Remarks to the Press

Philip J. Crowley
Assistant Secretary, Bureau of Public Affairs
Via Teleconference
New York City
September 23, 2010

(9:20 p.m. EDT)

OPERATOR: Welcome and thank you all for standing by. At this time, all participants are in a listen-only mode until the question-and-answer session at the end of today’s conference. Today’s conference is being recorded. If you have any objections, you may disconnect at this time. I would like to turn the call over to Mr. P.J. Crowley. Sir, you may begin.

MR. CROWLEY: Hey, thanks everybody. Good evening. I know it’s late. Many of you are calling from suites, perhaps other establishments, so let me run through a couple of things real quick. The Secretary did have her two bilaterals this evening, one with Foreign Minister Zebari of Iraq and the other with Foreign Minister Rassoul of Afghanistan. Let me briefly run through the topics of discussion.

With Foreign Minister Zebari and Iraq, as you might imagine, the major topic of discussion was where Iraq stands on the formation – government formation. The Secretary and minister agreed that this is becoming of critical importance and that we don’t want to see Iraq drift and have a security vacuum result.

They talked about the importance of Iraq’s leaders stepping up and making decisions and forming a government. Ambassador Jim Jeffrey is significantly engaged in Baghdad in this effort. As you may recall, Assistant Secretary Jeff Feltman has been to the region for multiple meetings, as has the Vice President. But the Secretary solicited some ideas from the foreign minister about how the United States will be helpful while making clear that ultimately, this has to be Iraq’s decision to come to an agreement on forming a new government.

Exercise instructions:
(1) Using the press remarks, decide whether each statement below is true. Answer yes or no for each, and quote the words from the text that settle it.
(a) The Secretary met that evening with the foreign ministers of both Iraq and Afghanistan.
(b) The conference was not being recorded.
(c) The United States will make the final decision on forming Iraq's new government.
(2) Answer these questions from the press remarks:
(a) At what time were the remarks given?
(b) Which ambassador is engaged in Baghdad in the government formation effort?
(c) What is the surname of Afghanistan's foreign minister?
(3) List every person mentioned by name in the press remarks.

Information shown:
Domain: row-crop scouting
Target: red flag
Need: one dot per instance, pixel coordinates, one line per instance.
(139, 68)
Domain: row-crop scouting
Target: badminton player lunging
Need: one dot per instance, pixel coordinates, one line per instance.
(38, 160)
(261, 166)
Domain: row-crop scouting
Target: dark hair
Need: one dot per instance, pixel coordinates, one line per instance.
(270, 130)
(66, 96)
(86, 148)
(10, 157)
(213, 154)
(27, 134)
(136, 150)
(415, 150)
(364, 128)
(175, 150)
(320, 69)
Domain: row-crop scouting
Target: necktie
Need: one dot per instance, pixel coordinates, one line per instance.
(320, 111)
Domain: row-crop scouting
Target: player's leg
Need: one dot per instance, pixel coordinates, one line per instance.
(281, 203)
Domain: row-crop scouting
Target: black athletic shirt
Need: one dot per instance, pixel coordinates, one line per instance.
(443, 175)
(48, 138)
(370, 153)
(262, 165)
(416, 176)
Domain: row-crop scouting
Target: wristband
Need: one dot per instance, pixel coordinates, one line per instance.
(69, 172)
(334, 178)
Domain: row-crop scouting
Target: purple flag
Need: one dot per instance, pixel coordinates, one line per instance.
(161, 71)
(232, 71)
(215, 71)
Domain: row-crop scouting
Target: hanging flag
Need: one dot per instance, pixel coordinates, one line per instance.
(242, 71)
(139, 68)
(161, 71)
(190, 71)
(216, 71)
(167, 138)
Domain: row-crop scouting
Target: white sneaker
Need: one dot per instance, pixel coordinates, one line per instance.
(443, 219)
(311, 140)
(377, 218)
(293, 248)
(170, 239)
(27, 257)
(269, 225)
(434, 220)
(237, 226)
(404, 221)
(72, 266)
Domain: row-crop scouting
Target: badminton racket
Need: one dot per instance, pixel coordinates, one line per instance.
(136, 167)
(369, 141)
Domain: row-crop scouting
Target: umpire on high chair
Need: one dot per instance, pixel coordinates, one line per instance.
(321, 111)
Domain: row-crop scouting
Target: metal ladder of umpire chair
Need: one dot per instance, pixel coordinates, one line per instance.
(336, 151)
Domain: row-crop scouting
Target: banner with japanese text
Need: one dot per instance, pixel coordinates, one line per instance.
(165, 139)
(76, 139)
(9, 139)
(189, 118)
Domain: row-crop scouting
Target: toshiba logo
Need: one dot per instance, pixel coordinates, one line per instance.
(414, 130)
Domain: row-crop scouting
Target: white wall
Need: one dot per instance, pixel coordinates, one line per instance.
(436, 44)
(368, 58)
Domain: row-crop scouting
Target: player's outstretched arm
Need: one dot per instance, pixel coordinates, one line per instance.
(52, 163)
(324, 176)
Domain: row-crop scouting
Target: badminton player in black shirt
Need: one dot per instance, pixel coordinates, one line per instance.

Results in order:
(1)
(a) Yes: "The Secretary did have her two bilaterals this evening, one with Foreign Minister Zebari of Iraq and the other with Foreign Minister Rassoul of Afghanistan."
(b) No: "Today’s conference is being recorded."
(c) No: "ultimately, this has to be Iraq’s decision to come to an agreement on forming a new government."

(2)
(a) 9:20 p.m. EDT
(b) Ambassador Jim Jeffrey
(c) Rassoul

(3)
Philip J. Crowley (P.J. Crowley)
Zebari
Rassoul
Jim Jeffrey
Jeff Feltman